◆ EXERCISE GOAL
Rewrite every line of the records below as a numbered list, omitting blank lines.
══ DATA FOR THIS TASK
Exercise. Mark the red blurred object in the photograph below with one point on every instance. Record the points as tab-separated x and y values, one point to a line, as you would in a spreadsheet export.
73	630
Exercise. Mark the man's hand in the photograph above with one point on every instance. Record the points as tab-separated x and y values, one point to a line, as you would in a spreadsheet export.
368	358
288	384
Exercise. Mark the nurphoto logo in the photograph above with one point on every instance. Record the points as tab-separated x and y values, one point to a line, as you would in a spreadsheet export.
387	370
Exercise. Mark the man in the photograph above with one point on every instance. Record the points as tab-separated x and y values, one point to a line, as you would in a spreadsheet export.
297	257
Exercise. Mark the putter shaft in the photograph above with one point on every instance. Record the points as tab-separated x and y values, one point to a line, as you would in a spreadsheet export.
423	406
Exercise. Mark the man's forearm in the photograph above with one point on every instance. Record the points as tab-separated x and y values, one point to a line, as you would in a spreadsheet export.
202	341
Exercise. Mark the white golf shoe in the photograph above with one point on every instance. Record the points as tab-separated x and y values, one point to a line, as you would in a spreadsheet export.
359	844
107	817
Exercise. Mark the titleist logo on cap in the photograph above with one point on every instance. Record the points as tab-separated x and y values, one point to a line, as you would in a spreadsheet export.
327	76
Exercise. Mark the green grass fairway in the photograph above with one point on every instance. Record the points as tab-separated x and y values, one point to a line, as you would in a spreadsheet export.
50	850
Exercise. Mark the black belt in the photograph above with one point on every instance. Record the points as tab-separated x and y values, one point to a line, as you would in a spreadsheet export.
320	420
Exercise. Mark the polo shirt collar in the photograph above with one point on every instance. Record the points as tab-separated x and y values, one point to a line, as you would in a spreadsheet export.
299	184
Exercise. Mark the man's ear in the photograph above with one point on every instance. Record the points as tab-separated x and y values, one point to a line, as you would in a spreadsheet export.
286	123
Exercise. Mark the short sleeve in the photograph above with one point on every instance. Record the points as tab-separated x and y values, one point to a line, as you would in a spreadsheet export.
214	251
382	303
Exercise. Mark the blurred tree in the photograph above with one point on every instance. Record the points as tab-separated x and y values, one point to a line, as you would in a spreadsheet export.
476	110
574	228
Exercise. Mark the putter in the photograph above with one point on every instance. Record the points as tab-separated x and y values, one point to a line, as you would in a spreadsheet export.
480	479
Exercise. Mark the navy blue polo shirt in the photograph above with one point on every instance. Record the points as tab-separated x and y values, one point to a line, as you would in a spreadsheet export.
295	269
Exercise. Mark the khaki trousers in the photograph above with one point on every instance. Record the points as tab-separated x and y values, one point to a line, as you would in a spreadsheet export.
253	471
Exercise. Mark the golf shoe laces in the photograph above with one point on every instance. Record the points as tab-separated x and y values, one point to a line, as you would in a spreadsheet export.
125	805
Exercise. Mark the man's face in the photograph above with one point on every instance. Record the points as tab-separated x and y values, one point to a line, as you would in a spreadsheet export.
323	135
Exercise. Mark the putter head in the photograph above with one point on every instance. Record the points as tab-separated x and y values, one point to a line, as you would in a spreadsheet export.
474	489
════
◆ ANSWER FOR THE TASK
1. Exercise. Mark the red blurred object in the photograph below with one point on every instance. Record the points as tab-separated x and y values, one point to a line, as you would in a spreadsheet export.
2. 73	630
3. Exercise. Mark the man's hand in the photograph above with one point on every instance. Record the points as tab-separated x and y values, one point to a line, as you would in a spreadsheet export.
4. 368	358
5. 288	384
6. Exercise. Mark the nurphoto logo in the photograph above with one point on every instance. Record the points as tab-separated x and y values, one point to a line, as you would in a spreadsheet export.
7. 387	370
8. Exercise. Mark the man in the photograph above with one point on every instance. Record the points as tab-separated x and y values, one point to a line, as you would in a spreadsheet export.
9. 297	257
10. Exercise. Mark the putter shaft in the photograph above with one point on every instance. Record the points as tab-separated x and y values, one point to a line, as you would in a spreadsheet export.
11. 423	406
12. Exercise. Mark the man's forearm in the photograph above with one point on every instance. Record the points as tab-separated x and y values, one point to a line, as you would in a spreadsheet export.
13. 202	341
14. Exercise. Mark the white golf shoe in the photograph above with one point on every instance. Record the points as tab-separated x and y values, one point to a line, as you would in a spreadsheet export.
15. 359	844
16. 107	817
17. Exercise. Mark the titleist logo on cap in the photograph above with one point on every instance. Record the points as tab-separated x and y values, one point to a line, as you would in a spreadsheet export.
18. 327	76
19. Exercise. Mark the green grass fairway in the photograph above with one point on every instance. Record the points as tab-separated x and y values, one point to a line, as you would in a spreadsheet export.
20. 50	850
21. Exercise. Mark the black belt in the photograph above with one point on every instance. Record the points as tab-separated x and y values, one point to a line, as you would in a spreadsheet export.
22. 320	420
23. Exercise. Mark the polo shirt collar in the photograph above with one point on every instance. Record the points as tab-separated x and y values, one point to a line, as you would in a spreadsheet export.
24. 299	184
25. Exercise. Mark the man's ear in the photograph above with one point on every instance. Record the points as tab-separated x and y values, one point to a line, as you would in a spreadsheet export.
26. 286	123
27. Exercise. Mark the short sleeve in the photograph above with one point on every instance. Record the points as tab-separated x and y values, one point to a line, as you would in a spreadsheet export.
28. 214	251
29. 382	303
30. Exercise. Mark the blurred tree in the photograph above with one point on every instance. Record the points as tab-separated x and y values, one point to a line, as you would in a spreadsheet export.
31. 476	110
32. 574	228
33. Exercise. Mark the putter in the photograph above with one point on every instance. Record the points as tab-separated x and y values, one point to a line, as you would in a spreadsheet export.
34. 480	479
35. Exercise. Mark the navy blue polo shirt in the photograph above with one point on every instance. Record the points as tab-separated x and y values, one point to a line, as you would in a spreadsheet export.
36. 295	269
37. Exercise. Mark the khaki trousers in the photograph above with one point on every instance. Record the points as tab-separated x and y values, one point to a line, as you would in a spreadsheet export.
38. 253	471
39. Exercise. Mark the golf shoe laces in the photograph above with one point on every instance. Record the points as tab-separated x and y values, one point to a line, as you would in a spreadsheet export.
40. 125	805
41. Exercise. Mark the man's face in the photograph above with one point on every instance. Record the points as tab-separated x and y values, one point to a line, as you would in a spreadsheet export.
42. 323	135
43. Exercise. Mark the putter head in the photograph above with one point on every instance. Record the points as tab-separated x and y values, one point to a line, as you would in a spreadsheet export.
44. 474	489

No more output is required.